Required task –
Locate each line in the material below that contains the word "small", and copy those lines.

##### Material to process

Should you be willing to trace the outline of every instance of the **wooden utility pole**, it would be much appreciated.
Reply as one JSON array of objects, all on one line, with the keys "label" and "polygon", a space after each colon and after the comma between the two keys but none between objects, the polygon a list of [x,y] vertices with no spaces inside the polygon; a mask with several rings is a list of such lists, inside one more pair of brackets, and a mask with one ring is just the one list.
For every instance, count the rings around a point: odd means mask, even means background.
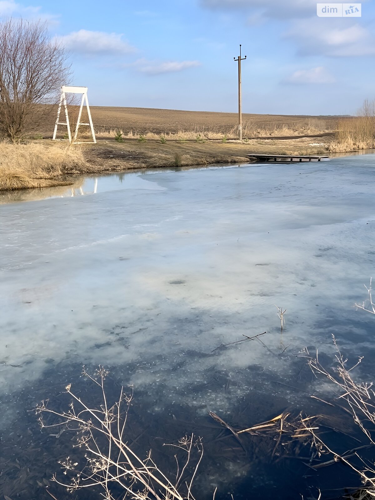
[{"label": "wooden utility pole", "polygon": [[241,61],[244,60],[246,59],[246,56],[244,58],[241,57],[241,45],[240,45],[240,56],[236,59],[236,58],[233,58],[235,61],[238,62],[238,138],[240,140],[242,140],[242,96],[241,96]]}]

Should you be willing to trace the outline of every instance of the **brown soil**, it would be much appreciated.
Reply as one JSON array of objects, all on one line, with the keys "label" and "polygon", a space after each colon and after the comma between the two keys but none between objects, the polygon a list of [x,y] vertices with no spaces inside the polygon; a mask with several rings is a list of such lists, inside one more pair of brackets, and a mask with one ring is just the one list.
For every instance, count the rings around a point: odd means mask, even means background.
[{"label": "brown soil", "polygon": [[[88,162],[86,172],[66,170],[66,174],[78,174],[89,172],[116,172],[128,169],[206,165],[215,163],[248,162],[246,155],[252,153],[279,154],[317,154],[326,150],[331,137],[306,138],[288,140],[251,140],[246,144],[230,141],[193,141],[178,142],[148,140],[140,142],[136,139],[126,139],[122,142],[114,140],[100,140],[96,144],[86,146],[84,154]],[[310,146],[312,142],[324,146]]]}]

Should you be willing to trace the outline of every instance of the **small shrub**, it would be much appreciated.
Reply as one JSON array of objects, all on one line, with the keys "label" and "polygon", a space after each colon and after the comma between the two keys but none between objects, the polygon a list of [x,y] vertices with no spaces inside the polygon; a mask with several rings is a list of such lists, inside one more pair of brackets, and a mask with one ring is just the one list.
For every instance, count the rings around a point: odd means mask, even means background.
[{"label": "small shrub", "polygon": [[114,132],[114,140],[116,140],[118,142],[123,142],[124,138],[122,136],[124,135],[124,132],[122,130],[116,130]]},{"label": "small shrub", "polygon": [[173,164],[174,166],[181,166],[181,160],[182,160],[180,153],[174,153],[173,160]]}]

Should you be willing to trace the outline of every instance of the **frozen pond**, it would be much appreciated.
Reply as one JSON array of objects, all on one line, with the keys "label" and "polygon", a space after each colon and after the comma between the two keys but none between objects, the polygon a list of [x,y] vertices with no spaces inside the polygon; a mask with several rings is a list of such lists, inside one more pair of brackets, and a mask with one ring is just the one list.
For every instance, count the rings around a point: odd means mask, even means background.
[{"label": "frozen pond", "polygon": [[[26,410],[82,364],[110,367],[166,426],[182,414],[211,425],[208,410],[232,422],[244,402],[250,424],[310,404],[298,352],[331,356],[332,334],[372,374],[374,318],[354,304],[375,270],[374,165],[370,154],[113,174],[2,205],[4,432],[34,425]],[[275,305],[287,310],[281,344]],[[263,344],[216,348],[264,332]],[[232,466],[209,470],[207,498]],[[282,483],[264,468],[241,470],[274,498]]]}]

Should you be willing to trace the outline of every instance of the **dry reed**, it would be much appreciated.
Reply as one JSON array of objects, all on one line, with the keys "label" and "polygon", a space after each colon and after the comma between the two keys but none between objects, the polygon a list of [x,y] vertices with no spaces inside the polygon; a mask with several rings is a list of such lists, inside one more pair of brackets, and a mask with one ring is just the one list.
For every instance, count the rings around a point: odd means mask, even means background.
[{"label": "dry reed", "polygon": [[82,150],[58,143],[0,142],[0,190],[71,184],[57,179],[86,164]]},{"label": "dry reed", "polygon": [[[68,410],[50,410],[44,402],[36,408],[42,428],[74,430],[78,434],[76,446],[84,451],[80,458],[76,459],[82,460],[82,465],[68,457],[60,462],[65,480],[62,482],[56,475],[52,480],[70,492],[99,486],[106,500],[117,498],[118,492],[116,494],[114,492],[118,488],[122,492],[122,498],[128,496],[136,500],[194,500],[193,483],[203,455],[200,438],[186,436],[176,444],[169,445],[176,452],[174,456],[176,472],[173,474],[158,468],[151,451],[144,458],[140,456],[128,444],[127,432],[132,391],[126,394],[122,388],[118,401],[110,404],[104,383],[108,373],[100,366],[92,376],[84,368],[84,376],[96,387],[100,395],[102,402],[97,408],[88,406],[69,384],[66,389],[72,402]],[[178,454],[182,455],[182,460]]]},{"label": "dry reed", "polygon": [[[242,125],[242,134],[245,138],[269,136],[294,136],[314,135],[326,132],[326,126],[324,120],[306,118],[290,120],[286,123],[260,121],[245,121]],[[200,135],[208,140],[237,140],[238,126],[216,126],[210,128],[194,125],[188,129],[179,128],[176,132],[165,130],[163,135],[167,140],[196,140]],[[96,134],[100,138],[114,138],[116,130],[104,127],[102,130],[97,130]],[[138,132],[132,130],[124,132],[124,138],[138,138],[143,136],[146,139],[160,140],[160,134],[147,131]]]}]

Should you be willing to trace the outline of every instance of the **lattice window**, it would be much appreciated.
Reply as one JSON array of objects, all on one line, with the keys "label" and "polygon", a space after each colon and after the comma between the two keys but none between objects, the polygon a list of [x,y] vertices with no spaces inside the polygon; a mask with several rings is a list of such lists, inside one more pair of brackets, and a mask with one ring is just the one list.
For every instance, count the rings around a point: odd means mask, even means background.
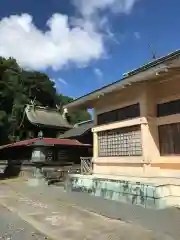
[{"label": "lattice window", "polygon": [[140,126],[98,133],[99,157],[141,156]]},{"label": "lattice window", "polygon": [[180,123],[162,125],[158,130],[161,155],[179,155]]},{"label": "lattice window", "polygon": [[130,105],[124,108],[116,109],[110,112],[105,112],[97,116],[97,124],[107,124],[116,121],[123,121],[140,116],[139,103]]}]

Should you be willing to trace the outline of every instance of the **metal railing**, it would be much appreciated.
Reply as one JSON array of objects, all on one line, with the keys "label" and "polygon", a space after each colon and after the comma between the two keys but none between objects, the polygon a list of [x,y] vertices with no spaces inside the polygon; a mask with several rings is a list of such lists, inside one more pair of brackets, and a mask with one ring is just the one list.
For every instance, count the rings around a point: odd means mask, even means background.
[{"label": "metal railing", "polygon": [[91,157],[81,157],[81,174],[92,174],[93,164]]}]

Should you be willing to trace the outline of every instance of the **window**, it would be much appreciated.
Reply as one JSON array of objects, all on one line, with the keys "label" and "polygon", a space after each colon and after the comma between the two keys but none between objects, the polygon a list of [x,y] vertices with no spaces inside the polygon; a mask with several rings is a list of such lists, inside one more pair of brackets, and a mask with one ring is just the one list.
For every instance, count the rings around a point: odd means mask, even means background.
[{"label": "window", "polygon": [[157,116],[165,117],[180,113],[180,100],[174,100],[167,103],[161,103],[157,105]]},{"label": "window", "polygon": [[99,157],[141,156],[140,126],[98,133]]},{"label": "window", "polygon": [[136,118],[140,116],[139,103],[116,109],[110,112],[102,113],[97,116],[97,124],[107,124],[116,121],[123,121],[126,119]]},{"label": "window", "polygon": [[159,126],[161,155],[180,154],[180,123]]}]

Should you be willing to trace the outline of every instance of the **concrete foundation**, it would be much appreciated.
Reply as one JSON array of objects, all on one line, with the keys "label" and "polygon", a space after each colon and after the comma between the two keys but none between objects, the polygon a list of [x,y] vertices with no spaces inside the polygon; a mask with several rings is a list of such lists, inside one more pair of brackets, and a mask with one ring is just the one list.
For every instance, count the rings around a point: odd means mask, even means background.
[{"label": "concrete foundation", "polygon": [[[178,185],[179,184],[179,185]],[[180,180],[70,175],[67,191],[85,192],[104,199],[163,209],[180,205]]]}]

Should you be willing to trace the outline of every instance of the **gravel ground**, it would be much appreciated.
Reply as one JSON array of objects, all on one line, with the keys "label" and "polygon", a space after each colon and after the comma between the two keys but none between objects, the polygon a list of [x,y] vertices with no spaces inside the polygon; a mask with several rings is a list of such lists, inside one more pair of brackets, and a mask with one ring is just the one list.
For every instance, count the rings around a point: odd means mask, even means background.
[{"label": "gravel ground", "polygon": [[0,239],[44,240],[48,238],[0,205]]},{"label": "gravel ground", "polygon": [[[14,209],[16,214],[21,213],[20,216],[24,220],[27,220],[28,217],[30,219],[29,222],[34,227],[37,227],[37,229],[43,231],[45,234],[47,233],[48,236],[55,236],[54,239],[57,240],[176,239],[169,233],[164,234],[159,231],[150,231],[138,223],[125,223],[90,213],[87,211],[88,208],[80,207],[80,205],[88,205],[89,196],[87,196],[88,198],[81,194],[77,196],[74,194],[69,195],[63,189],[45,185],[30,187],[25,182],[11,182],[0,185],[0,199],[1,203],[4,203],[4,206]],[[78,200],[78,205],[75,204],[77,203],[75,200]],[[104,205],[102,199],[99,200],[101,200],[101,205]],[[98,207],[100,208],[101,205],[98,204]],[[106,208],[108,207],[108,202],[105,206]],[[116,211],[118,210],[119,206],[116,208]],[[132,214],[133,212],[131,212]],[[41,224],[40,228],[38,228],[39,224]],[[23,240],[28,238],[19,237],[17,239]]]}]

##########
##### Material to process

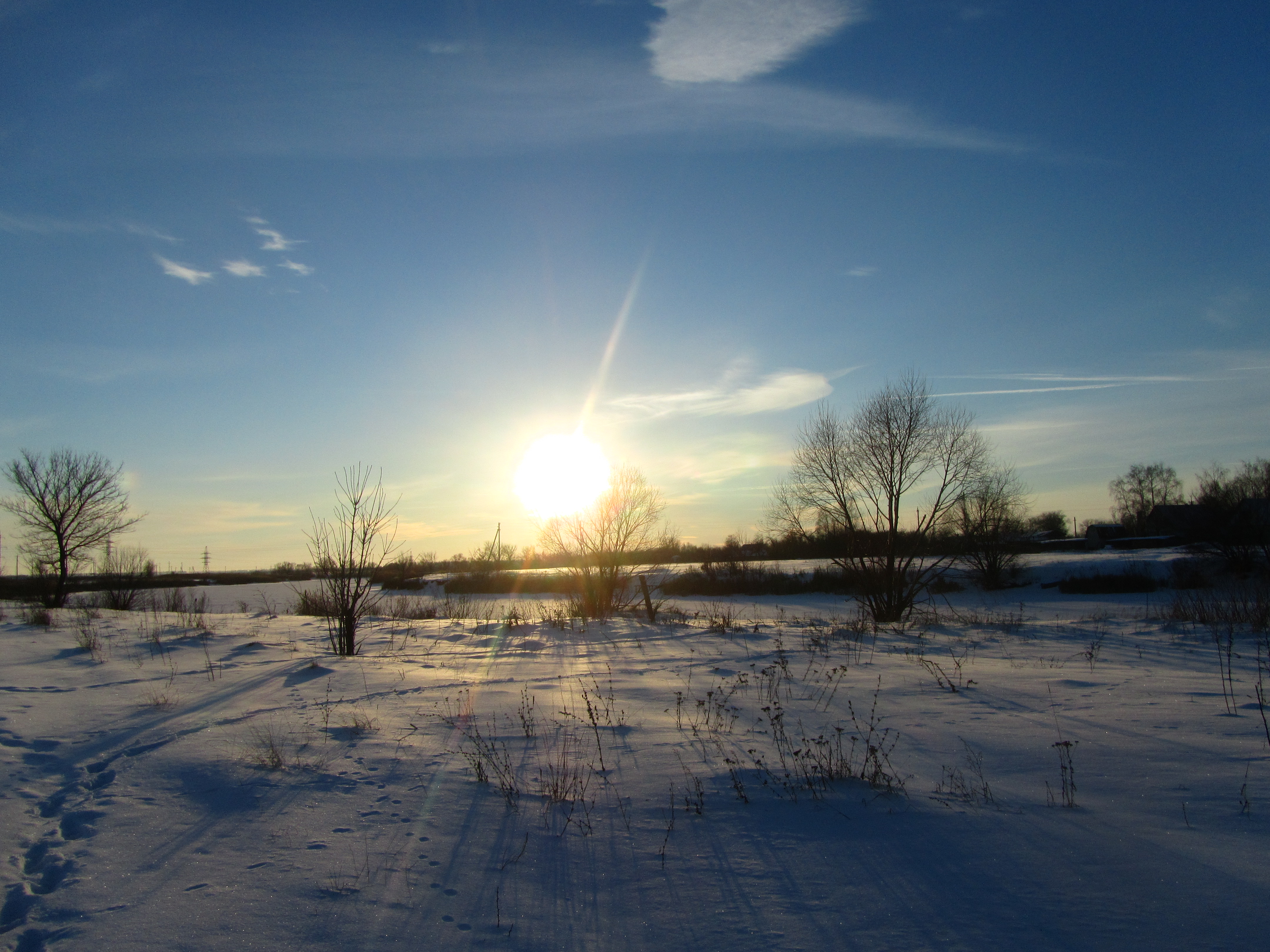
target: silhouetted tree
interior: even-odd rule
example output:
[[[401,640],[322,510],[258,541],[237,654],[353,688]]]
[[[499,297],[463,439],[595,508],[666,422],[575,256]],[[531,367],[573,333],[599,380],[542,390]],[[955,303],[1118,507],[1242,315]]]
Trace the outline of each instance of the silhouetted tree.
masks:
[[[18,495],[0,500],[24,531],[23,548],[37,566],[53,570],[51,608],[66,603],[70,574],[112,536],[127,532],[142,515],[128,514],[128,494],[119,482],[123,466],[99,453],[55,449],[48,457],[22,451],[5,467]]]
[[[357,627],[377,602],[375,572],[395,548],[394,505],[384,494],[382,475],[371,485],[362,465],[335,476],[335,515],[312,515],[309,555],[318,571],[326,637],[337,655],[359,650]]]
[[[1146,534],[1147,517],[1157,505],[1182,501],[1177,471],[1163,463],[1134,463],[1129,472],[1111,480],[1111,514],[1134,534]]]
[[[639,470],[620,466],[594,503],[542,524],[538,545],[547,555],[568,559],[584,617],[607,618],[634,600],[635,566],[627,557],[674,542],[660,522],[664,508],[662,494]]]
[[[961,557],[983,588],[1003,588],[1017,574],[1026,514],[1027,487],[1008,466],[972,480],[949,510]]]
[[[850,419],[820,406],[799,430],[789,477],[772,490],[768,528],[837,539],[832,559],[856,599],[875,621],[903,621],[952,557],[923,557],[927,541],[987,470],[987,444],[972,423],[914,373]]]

##########

Worked solution –
Should you be willing to trace the outline of every instance of the **small shrub**, it would be much appreciated.
[{"label": "small shrub", "polygon": [[114,132],[114,140],[116,140],[118,142],[123,142],[124,138],[122,136],[124,135],[124,132],[122,130],[116,130]]},{"label": "small shrub", "polygon": [[173,164],[174,166],[181,166],[181,160],[182,160],[180,153],[174,153],[173,160]]}]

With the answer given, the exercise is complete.